• _What to produce_
Resize the lines starting at the first one and ending at the one that contains "270 120 L 276": write them all out again, requests included, with every coordinate in the traced answers multiplied by 0.2 and rounded to whole numbers, halves up. Leave the pictures out.

--- BEGIN ---

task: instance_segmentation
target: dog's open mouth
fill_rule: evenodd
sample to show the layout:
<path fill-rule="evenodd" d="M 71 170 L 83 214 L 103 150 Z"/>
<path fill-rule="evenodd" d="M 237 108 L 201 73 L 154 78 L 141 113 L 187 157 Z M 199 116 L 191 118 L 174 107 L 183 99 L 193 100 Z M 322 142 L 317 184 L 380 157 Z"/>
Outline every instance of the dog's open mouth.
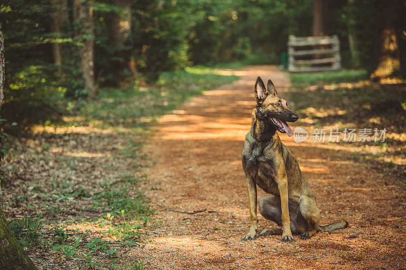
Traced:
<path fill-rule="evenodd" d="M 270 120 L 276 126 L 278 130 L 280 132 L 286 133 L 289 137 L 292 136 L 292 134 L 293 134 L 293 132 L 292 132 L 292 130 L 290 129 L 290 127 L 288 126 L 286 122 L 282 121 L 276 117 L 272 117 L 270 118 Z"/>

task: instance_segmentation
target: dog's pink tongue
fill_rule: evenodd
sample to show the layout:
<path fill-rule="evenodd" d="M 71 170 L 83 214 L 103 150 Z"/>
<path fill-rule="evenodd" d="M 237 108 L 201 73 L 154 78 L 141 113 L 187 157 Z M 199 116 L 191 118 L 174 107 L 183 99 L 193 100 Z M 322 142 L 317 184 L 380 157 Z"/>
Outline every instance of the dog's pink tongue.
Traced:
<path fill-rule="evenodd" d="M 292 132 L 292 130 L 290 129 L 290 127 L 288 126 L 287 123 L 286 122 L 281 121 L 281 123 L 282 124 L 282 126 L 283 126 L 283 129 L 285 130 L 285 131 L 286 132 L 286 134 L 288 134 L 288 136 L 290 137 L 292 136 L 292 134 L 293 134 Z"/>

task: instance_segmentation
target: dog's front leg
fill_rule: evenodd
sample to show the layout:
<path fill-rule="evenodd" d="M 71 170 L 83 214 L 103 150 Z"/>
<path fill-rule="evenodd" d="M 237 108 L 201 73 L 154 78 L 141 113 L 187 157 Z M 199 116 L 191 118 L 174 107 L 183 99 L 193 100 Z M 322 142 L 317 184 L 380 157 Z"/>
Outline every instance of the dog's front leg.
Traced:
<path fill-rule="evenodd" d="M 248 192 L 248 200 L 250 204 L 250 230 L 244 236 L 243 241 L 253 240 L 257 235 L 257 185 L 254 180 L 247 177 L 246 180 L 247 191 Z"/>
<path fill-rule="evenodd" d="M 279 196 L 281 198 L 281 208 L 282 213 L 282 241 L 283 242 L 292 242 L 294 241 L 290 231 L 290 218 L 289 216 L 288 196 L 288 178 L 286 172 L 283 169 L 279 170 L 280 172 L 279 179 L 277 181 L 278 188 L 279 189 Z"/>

--- END ---

• _Solution_
task: instance_segmentation
target: dog's open mouth
fill_rule: evenodd
sample to show the layout:
<path fill-rule="evenodd" d="M 71 170 L 83 214 L 103 150 Z"/>
<path fill-rule="evenodd" d="M 237 108 L 201 73 L 154 78 L 141 113 L 187 157 Z M 199 116 L 191 118 L 174 107 L 183 99 L 193 100 Z M 322 142 L 317 184 L 380 157 Z"/>
Outline every instance of the dog's open mouth.
Traced:
<path fill-rule="evenodd" d="M 54 24 L 55 25 L 56 26 L 56 26 L 57 27 L 58 27 L 58 27 L 58 27 L 59 27 L 59 26 L 58 26 L 58 26 L 58 26 L 58 25 L 58 25 L 57 24 L 56 24 L 55 23 L 54 23 L 54 24 Z"/>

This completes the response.